И сказал Ему диавол: если Ты сын Божий, то вели этому камню сделаться хлебом. 9 страница



Толстовский персонаж выражает здесь то, что искони было известно Церкви. Вот что писал, например, святитель Игнатий, обобщая святоотеческую мудрость:

«Если же не умрешь для людей, если будешь дозволять сердцу своему увлекаться, пленяться пустыми привязанностями,— всю жизнь будешь пресмыкаться по земле, не сподобишься ничего духовного: кости твои падут вне земли обетованной»262.

«...не знаете ли, что дружба с  м ipo м есть вражда против Бога!» (Иак. 4, 4).

И следуя по обретённой жизненной стезе, скитаясь и служа Богу мирскими делами, бывший монах находит душевный покой в живом чувстве Бога. «Чем меньше имело значения мнение людей, тем сильнее чувствовался Бог» (12,411).

Но ведь Толстой, посути, вовсе не опорочил идеи монашеской жизни, но, следуя тому, что открывалось его творческой интуиции, сумел показать изнутри те препятствия, какие закрывают путь к духовному совершенству. Прежде всего: о.Сергий идёт в монастырь вовсе не из любви к Богу, как единственно должно, по святоотеческому учению, но бежит от своего разочарования, ненависти и презрения к мipy, обманувшему его в лучших надеждах. Движущею силою его подвигов стала гордыня: «...Он стал монахом, чтобы стать выше тех, которые хотели показать ему, что они стоят выше его» (12,373).

Фрагмент набора данных
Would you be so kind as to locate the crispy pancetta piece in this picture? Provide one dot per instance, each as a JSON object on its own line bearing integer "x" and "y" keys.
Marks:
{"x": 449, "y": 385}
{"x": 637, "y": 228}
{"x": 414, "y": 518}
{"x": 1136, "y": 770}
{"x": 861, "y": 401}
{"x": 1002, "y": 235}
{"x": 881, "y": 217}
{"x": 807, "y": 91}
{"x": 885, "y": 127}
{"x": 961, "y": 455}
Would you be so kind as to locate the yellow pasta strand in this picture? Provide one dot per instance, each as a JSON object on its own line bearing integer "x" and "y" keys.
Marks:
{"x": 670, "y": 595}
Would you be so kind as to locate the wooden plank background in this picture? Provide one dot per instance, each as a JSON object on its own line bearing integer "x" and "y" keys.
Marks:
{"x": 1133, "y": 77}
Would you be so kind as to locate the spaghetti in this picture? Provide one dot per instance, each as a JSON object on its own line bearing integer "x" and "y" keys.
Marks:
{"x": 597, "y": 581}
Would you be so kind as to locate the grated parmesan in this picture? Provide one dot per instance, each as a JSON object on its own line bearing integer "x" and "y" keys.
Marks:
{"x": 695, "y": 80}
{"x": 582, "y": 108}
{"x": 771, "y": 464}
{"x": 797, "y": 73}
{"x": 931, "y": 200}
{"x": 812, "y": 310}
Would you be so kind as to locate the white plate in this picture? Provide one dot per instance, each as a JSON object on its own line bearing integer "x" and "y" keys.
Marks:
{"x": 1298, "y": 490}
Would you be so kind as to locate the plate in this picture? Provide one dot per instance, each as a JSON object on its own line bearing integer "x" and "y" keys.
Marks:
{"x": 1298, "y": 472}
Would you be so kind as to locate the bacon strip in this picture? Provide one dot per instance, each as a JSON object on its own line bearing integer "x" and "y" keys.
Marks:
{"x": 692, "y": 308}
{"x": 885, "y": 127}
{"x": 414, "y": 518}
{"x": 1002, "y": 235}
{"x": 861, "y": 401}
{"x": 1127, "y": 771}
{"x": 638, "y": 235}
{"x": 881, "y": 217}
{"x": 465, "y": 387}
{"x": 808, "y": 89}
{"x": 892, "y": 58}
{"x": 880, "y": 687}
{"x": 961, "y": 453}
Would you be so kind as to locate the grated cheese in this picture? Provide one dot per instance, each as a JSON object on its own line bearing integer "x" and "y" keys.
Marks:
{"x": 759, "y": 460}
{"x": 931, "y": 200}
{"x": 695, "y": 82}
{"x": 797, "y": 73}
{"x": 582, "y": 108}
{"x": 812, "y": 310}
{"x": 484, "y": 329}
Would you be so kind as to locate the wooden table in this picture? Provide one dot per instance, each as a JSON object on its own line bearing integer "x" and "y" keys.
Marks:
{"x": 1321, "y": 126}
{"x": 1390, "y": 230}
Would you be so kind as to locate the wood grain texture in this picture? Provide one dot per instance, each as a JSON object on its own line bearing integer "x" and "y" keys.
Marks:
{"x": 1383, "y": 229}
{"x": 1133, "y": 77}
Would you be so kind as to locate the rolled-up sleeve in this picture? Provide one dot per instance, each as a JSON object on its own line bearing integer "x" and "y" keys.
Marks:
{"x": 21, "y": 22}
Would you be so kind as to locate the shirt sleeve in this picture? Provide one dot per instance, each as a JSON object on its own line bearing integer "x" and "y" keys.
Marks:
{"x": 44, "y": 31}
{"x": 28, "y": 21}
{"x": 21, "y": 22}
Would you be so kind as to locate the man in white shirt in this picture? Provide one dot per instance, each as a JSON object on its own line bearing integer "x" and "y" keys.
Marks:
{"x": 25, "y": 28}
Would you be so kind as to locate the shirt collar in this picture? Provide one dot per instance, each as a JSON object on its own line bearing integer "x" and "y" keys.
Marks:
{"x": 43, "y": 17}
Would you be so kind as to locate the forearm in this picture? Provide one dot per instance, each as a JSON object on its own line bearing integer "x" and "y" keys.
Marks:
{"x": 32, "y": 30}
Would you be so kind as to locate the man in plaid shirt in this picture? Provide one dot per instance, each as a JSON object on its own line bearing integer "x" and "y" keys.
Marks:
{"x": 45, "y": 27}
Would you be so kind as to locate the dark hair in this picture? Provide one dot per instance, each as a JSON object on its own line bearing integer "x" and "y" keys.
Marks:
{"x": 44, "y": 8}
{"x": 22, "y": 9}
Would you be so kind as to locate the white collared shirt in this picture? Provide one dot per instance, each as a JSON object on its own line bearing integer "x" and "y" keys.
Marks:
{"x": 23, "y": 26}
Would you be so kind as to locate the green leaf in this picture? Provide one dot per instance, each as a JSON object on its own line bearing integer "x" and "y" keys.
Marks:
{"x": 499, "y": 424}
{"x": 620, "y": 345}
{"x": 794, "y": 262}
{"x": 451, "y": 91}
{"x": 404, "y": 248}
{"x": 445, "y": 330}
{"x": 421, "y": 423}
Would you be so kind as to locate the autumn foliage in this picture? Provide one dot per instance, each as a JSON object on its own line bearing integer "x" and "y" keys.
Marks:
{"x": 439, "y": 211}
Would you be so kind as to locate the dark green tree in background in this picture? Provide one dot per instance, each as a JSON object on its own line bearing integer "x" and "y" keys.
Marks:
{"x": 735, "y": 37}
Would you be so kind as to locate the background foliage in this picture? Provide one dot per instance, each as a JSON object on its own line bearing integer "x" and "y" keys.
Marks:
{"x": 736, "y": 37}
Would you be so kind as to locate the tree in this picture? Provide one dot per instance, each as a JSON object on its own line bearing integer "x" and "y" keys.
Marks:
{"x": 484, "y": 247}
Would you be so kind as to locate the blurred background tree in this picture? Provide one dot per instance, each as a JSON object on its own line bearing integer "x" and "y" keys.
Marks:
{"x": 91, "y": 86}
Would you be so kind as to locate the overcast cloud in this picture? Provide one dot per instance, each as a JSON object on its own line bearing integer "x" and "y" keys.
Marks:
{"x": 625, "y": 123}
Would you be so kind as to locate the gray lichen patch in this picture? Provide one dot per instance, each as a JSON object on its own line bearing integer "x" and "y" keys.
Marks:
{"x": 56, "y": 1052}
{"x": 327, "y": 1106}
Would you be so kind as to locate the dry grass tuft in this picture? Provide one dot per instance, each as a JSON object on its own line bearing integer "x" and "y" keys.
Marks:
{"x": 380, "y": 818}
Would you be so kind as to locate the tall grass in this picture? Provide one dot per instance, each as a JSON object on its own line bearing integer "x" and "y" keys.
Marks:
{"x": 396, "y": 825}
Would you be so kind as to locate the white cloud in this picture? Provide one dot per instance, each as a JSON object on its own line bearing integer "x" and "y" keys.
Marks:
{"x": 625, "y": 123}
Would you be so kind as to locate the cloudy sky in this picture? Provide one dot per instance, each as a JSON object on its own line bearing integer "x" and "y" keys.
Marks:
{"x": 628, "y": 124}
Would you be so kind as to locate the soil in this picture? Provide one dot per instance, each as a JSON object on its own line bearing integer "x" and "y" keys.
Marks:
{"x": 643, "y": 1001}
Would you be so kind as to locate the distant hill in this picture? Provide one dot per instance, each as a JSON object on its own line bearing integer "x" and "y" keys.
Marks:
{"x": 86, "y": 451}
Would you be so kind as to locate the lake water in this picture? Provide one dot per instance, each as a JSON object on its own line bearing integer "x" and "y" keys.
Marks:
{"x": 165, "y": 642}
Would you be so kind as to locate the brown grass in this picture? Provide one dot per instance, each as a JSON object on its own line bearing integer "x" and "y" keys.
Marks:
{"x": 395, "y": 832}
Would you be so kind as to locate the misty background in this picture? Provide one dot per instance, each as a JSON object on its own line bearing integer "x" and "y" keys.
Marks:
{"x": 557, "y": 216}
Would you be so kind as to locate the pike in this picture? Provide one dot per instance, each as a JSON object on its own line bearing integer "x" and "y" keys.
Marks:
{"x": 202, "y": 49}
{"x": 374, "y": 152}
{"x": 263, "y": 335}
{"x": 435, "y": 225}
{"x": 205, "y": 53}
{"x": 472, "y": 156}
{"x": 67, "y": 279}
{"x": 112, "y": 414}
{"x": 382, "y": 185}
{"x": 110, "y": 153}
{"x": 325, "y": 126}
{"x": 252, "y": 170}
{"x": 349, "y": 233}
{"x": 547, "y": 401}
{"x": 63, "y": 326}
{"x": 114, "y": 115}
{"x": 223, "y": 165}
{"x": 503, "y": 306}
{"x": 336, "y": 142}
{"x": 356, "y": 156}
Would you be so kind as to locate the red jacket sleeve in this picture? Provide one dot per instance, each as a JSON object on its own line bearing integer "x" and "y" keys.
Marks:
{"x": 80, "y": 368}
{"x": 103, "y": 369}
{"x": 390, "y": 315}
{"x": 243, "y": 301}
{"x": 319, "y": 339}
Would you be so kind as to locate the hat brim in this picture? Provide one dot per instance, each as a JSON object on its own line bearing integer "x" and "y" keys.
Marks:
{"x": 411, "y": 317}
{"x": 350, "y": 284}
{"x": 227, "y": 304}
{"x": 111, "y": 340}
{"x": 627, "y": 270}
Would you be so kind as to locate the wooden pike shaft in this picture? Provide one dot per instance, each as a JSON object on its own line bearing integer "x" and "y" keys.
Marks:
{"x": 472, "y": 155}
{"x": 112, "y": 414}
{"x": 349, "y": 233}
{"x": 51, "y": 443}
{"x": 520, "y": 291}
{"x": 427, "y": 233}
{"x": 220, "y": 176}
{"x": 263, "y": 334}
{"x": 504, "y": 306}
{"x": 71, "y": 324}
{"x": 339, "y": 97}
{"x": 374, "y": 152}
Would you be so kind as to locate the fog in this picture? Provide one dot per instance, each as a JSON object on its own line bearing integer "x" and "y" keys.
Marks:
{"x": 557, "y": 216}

◆ ЗАДАНИЯ ◆
• 1. Выпишите из записей все строки, в которых встречается слово «green».
• 2. Допишите следующую часть текста о толстовском персонаже о. Сергии, начав сразу после его последнего предложения.
Текст и записи являются самостоятельными, не связанными между собой материалами.

◆ ПИСЬМЕННЫЕ ОТВЕТЫ ◆
• 1.
Would you be so kind as to locate the green leaf in this picture? Provide one dot per instance, each as a JSON object on its own line bearing integer "x" and "y" keys.
Would you be so kind as to locate the dark green tree in background in this picture? Provide one dot per instance, each as a JSON object on its own line bearing integer "x" and "y" keys.

• 2.
Толстой прозорливо показывает те бесовские соблазны, какие подстерегают подобного покинувшего мip инока:

«...Были минуты, когда вдруг всё то, чем он жил, тускнело перед ним, он переставал не то что верить в то, чем жил, но переставал видеть это, не мог вызвать в себе того, чем жил, а воспоминание и— ужасно сказать— раскаяние в своём обращении охватывало его.

Спасение в этом положении было послушание— работа и весь занятой день молитвой. Он, как обыкновенно, молился, клал поклоны, даже больше обыкновенного молился, но молился телом, души не было. И это продолжалось день, иногда два и потом само проходило. Но день этот или два были ужасны. Касатский чувствовал, что он не в своей и не в Божьей власти, а в чьей-то чужой» (12,375-376).

В чьей-то чужой... Сказано вполне определённо. Гордыня же останавливает его на мысли, будто он достиг всего, что возможно в иноческой жизни:

«Вообще на седьмой год своей жизни в монастыре Сергию стало скучно. Всё то, чему надо было учиться, всё то, чего надо было достигнуть,— он достиг, и больше делать было нечего» (12,376).

Состояние прелести несомненное.

Новые соблазны подстерегали его после перехода в столичный монастырь:

«...Великий соблазн для Сергия состоял в том, что игумен этого монастыря, светский, ловкий человек, делавший духовную карьеру, был в высшей степени антипатичен Сергию. Как ни бился с собой Сергий, он не мог преодолеть этой антипатии. Он смирялся, но в глубине души не переставал осуждать.

И дурное чувство это разрасталось» (12,377).

Герой повести не и силах одолеть соблазна именно потому, что им изначально руководила гордыни, а не любовь к Богу,—   и не было в душе его той опоры, какая необходима для поддержания должной стойкости. Это и объяснил ему руководивший его духовной жизнью старец:

 — «Старец разъяснил ему, что его вспышка гнева произошла оттого, что он смирился, отказавшись от духовных почестей, не ради Бога, а ради своей гордыни» (12,379).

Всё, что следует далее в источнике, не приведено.